WRITTEN TASKS:
1. List the username of every person who posts in the water heater thread, each name once.
2. Answer these from the water heater thread:
(a) What discount did RigdPlumbing101 get at Lowe's?
(b) What gas valve did Oorgnid find on the heater installed for a customer on Thursday?
(c) About how many calls a week does Master Mark say he gets on the Whirlpools with Honeywell thermostats?

SELECTED EXTRACT:

========================================================================

# Rheem or A.O Smith



## RigdPlumbing101

Hello folks

I purchased this amazing A.O smith water heater from Lowe's:thumbsup::thumbsup: I was soo excited to be able to buy them now since I couldn't purchase them from a local supply house.

They gave me 15% off:thumbup:

I've always installed Rheem what do you think is better?:vs_box:


----------



## Debo22

Hi blue apron boy, welcome back. Lowe's sucks, only good thing about them is it's a very quick in and out due to only 5 other customers in the store at any given time.


----------



## Master Mark

Debo22 said:


> Hi blue apron boy, welcome back. Lowe's sucks, only good thing about them is it's a very quick in and out due to only 5 other customers in the store at any given time.



is this guy the same dickhead that has been gloating over how his LOWES store is now selling Smith water heaters ???? 

I really dont understand what he has to be so proud of......
bragging rights from the part time stock boys?? 

you got a great future at Blowes..... ..:blink:.


----------



## RigdPlumbing101

So much hostility towards myself for I have done no wrong.


----------



## Master Mark

RigdPlumbing101 said:


> So much hostility towards myself for I have done no wrong.




Very sorry if I got you mixed up with this dickhead that works at Lowes and has been banned a number of times last week for coming on here and pissing in eveyones face..........

I plan on buying a smith from lowes myself and taking it apart to see how different it is from the common whirlpool they used to sell.... Smith makes both brands so it is probably the same peice of junk .... and maybe not


----------



## jc-htownplumber

I'll stick with rheem from the supply house 


Sent from my iPhone using Tapatalk


----------



## Oorgnid

Master Mark said:


> Very sorry if I got you mixed up with this dickhead that works at Lowes and has been banned a number of times last week for coming on here and pissing in eveyones face..........
> 
> I plan on buying a smith from lowes myself and taking it apart to see how different it is from the common whirlpool they used to sell.... Smith makes both brands so it is probably the same peice of junk .... and maybe not


I just installed one for a customer this Thursday. They bought the heater. Same garbage plastic drain valve that will strip when opened. Gas valve is the standard honeywell. Plastic dip tubes with stainless steel ports with plastic inside bodies. It screams whirlpool to me, with an A.O. Smith logo slapped onto it.


----------



## Master Mark

Oorgnid said:


> I just installed one for a customer this Thursday. They bought the heater. Same garbage plastic drain valve that will strip when opened. Gas valve is the standard honeywell. Plastic dip tubes with stainless steel ports with plastic inside bodies. It screams whirlpool to me, with an A.O. Smith logo slapped onto it.



I still need to go buy one at Blowes and take it apart to see what difference their is between the smith and whirlpool design...... 

We have not had that much trouble with the Smiths design so far except they are expensive to change out the special thermocoupling on one... They basically have the same screen and air intake on them


I get probably 5 calls a week on the crappy whirlpools with the honeywell thermostats on them....

I will just take some pictures then put it back together and sell it to the next rental dump that comes along

Just have not had the time to deal with it this month


----------



## Oorgnid

Any of you guys install American water heaters? One of our suppliers carries them. I heard they are the same as whirlpool but no idea.


----------

========================================================================

DATASET EXCERPTS:
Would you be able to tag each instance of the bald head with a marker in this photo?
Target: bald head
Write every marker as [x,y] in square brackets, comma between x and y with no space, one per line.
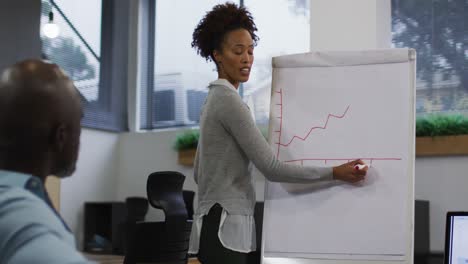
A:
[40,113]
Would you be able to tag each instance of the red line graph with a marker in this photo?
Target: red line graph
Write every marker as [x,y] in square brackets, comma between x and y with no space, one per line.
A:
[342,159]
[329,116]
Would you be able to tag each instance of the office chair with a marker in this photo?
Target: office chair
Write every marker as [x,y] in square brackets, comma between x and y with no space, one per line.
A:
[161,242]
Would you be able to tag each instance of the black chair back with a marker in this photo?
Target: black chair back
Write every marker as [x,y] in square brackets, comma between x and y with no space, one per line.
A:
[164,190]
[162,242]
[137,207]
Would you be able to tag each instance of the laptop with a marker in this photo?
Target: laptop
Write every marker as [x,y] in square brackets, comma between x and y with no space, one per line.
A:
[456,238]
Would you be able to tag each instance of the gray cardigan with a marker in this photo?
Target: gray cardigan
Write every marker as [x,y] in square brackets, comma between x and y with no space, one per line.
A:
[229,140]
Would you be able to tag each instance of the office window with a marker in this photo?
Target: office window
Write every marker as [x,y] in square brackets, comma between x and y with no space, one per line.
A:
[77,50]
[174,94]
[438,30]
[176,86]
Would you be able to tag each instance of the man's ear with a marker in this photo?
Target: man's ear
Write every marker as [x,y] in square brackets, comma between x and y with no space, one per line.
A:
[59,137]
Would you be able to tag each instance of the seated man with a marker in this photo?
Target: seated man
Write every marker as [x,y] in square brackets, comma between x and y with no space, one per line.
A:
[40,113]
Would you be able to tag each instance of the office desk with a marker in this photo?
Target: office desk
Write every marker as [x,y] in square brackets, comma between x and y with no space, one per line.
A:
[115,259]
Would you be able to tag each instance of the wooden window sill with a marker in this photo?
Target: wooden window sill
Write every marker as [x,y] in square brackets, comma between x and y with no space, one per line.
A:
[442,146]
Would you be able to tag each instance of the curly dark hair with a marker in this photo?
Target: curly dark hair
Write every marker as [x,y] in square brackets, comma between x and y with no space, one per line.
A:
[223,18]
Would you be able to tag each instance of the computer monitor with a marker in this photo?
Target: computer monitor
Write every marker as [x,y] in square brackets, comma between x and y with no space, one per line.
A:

========================================================================

PROBLEM SOLUTIONS:
1.
RigdPlumbing101
Debo22
Master Mark
jc-htownplumber
Oorgnid

2.
(a) 15% off
(b) The standard Honeywell
(c) Probably 5